[Opening GIVEN RECORDS section]
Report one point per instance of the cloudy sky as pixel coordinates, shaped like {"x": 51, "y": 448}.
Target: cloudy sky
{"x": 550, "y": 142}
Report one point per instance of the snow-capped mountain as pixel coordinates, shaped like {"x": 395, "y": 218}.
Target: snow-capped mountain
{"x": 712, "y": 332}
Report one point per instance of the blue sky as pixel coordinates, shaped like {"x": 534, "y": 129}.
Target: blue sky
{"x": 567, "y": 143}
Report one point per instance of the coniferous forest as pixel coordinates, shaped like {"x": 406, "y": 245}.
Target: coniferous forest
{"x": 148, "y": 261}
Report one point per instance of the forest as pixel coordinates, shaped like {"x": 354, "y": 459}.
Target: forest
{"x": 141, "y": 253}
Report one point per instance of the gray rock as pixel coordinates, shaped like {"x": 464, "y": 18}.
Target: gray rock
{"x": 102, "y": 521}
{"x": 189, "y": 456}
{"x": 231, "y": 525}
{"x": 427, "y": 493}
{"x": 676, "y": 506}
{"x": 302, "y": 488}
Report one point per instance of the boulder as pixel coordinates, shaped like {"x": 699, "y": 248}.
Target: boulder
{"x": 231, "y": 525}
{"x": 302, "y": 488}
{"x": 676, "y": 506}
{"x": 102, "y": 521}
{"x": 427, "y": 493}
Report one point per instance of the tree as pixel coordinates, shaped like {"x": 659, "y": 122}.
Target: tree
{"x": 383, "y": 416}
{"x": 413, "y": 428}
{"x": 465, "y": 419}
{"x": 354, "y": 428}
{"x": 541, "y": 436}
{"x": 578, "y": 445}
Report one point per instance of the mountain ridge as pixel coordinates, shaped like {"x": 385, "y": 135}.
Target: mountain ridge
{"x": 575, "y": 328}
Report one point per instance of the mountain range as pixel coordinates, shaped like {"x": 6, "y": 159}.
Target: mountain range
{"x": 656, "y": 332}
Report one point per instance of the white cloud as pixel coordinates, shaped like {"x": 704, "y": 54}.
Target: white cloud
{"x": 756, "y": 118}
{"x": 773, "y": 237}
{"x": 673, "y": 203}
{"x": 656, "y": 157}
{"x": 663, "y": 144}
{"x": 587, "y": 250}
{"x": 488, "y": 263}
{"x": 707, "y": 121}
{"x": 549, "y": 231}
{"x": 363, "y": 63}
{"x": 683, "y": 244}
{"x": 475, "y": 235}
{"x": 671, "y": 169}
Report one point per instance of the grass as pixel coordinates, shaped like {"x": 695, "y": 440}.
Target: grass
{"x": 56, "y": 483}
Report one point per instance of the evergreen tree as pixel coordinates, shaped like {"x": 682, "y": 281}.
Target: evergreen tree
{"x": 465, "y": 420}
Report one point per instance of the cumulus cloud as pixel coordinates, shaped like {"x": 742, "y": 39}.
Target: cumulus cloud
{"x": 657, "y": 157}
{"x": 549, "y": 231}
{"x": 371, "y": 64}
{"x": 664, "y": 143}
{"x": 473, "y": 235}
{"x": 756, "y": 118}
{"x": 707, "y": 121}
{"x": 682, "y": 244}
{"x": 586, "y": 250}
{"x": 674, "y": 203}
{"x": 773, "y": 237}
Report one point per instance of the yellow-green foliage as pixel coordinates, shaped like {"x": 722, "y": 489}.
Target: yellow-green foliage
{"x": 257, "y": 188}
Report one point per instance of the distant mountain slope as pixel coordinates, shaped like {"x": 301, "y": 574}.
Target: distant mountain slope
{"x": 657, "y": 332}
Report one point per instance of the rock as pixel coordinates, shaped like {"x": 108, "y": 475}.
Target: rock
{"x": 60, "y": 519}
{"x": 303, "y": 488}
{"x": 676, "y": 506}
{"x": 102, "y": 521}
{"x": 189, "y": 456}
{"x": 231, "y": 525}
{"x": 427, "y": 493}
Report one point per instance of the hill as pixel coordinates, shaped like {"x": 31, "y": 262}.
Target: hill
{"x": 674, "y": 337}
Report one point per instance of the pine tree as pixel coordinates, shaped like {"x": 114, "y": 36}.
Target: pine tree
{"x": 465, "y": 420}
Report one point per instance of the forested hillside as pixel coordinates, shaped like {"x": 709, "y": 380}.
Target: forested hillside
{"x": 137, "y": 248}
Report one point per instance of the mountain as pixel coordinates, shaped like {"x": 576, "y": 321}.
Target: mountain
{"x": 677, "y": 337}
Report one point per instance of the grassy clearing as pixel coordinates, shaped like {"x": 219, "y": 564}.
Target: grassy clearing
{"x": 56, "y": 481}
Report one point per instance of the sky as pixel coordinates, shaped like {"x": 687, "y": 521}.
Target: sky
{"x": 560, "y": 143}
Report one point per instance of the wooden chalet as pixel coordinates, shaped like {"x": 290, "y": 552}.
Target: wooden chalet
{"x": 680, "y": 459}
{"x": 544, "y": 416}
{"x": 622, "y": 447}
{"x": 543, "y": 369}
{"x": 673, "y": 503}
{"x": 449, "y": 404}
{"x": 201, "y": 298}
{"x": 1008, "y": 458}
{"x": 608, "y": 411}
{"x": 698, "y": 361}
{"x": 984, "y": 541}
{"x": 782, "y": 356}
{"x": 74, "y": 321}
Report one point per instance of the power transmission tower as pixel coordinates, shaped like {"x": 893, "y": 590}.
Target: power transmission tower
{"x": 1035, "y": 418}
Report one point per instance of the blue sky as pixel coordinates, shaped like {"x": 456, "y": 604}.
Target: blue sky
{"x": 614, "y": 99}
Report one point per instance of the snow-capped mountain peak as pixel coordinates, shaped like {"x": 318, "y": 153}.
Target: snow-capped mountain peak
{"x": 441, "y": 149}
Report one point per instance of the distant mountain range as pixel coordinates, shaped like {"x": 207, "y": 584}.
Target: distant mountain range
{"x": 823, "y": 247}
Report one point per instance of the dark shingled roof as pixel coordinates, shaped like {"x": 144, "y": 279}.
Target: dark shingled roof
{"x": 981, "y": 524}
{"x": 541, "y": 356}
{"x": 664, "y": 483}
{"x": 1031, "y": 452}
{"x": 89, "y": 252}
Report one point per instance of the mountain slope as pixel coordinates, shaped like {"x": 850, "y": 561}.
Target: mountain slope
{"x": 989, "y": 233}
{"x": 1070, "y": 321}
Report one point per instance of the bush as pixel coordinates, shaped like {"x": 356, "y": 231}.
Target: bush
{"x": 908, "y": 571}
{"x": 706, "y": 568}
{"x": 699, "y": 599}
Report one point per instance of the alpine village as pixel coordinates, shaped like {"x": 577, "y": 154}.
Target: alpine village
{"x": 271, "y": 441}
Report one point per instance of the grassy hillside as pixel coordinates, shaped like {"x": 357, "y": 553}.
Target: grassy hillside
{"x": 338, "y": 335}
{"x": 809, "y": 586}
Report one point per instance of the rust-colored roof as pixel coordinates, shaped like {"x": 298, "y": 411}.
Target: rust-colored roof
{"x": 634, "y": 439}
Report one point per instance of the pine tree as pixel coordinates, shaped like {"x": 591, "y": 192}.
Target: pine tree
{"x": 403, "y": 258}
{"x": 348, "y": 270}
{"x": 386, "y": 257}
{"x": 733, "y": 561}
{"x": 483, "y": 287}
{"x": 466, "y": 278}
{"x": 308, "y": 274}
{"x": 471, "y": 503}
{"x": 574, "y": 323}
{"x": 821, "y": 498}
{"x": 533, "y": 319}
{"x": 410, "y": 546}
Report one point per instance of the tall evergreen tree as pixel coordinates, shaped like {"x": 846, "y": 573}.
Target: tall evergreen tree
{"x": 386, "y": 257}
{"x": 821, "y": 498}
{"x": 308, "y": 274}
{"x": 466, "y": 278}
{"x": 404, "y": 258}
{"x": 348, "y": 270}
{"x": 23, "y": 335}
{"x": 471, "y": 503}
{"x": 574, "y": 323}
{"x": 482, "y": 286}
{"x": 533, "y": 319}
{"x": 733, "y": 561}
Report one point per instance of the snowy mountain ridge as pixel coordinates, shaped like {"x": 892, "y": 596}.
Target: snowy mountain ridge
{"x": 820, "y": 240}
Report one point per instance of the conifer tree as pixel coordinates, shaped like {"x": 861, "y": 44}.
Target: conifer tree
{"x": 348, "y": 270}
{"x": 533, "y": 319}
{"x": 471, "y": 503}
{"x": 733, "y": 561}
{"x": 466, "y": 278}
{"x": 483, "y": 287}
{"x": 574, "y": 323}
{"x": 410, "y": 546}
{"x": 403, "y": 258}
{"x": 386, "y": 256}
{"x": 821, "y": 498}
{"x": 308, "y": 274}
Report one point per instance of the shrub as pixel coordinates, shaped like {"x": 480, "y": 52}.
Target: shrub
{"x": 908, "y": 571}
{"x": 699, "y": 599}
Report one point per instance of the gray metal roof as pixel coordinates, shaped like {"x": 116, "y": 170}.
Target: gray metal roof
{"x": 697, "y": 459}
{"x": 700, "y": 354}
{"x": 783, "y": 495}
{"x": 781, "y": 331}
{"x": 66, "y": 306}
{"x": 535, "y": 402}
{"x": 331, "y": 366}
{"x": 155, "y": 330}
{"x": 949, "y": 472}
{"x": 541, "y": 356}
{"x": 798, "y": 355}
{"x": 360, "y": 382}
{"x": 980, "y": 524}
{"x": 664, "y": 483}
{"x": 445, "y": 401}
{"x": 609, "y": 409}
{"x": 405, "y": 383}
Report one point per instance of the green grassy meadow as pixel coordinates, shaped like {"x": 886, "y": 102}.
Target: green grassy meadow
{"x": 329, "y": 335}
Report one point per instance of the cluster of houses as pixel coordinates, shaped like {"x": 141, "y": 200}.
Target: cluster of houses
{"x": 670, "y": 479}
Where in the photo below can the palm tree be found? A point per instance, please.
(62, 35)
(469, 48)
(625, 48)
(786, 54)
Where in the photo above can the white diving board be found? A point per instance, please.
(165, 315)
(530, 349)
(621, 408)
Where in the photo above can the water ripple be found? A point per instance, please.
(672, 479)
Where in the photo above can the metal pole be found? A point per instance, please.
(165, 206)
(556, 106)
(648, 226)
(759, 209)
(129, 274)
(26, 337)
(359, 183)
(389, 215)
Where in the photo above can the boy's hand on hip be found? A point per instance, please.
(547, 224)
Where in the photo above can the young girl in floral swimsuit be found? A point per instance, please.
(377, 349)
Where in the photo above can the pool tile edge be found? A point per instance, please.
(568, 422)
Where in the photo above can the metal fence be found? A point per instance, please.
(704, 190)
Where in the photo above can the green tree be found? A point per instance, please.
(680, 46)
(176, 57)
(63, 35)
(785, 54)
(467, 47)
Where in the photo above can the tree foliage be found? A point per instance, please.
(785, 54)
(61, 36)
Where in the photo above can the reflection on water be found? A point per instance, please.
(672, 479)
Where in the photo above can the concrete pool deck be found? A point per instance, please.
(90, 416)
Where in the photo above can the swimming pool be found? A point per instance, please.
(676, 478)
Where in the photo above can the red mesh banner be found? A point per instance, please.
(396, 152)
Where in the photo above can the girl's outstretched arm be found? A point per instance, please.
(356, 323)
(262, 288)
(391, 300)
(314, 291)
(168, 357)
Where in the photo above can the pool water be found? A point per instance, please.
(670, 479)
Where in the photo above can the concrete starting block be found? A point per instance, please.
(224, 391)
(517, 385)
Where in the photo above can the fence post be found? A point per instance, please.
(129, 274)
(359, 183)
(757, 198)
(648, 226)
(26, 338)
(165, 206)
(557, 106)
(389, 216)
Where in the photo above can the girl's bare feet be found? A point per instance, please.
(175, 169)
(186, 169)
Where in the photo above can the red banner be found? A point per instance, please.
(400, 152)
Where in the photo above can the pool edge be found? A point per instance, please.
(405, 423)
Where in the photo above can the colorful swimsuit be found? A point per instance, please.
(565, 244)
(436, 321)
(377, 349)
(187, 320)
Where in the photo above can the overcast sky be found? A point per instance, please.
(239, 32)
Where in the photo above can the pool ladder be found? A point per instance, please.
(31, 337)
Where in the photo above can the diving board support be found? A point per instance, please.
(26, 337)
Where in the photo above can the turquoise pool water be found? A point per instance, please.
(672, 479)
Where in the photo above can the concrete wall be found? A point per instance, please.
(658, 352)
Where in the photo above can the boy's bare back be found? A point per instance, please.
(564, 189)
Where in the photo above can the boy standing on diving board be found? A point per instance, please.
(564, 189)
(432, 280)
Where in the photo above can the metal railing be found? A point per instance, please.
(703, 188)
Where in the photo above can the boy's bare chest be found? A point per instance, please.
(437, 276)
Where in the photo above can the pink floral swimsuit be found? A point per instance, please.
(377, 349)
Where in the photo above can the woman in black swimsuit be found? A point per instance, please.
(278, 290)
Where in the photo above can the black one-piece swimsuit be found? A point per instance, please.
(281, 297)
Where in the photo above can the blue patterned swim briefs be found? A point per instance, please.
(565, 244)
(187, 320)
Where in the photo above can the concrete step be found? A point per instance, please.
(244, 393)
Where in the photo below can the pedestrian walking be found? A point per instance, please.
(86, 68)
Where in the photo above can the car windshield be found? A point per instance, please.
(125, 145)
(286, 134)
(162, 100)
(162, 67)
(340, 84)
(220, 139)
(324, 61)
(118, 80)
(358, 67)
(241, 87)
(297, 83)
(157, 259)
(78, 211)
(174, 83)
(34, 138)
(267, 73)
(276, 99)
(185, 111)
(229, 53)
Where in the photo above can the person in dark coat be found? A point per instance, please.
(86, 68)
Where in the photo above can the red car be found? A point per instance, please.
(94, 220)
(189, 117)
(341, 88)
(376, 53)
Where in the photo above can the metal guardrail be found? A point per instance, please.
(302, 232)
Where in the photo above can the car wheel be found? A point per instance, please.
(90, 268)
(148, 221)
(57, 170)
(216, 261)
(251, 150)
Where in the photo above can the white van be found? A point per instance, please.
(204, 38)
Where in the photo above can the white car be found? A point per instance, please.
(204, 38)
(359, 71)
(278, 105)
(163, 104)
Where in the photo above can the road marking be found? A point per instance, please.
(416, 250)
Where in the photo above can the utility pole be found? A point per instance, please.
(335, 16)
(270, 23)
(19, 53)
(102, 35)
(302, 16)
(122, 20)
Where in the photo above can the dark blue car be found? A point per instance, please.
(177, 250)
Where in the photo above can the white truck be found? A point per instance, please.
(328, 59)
[Closing GIVEN RECORDS section]
#### TASK ITEM
Everything from the line containing "Report one point per instance of the power" through the line containing "Report one point per instance of the grassy hillside" in the material above should be retyped exactly, both ends included, and nothing more.

#### EXPECTED ANSWER
Report one point per instance of the power transmission tower as pixel coordinates, shaped like {"x": 893, "y": 590}.
Target: power transmission tower
{"x": 1035, "y": 418}
Report one point per instance of the blue sky as pixel coordinates, shaped like {"x": 456, "y": 604}.
Target: blue sky
{"x": 614, "y": 99}
Report one point per instance of the snow-capped mountain peak as pixel coordinates, shaped like {"x": 318, "y": 153}.
Target: snow-capped mountain peak
{"x": 441, "y": 149}
Report one point per instance of the distant mountain range as pixel coordinates, shaped like {"x": 207, "y": 584}.
Target: distant mountain range
{"x": 823, "y": 247}
Report one point per instance of the dark shingled roof as pixel coordinates, shaped like {"x": 144, "y": 279}.
Target: dark shingled roof
{"x": 981, "y": 524}
{"x": 541, "y": 356}
{"x": 664, "y": 483}
{"x": 1031, "y": 452}
{"x": 89, "y": 252}
Report one point per instance of the mountain slope as pixel coordinates, shaped like {"x": 850, "y": 561}.
Target: mountain slope
{"x": 989, "y": 233}
{"x": 1070, "y": 321}
Report one point per instance of the bush as pixel coordinates, shaped like {"x": 356, "y": 231}.
Target: bush
{"x": 908, "y": 571}
{"x": 706, "y": 568}
{"x": 699, "y": 599}
Report one point per instance of the alpine village as pixel coordinates, shaped like {"x": 577, "y": 154}.
Target: alpine village
{"x": 271, "y": 441}
Report one point per instance of the grassy hillside as pixel coordinates, shaped like {"x": 357, "y": 553}.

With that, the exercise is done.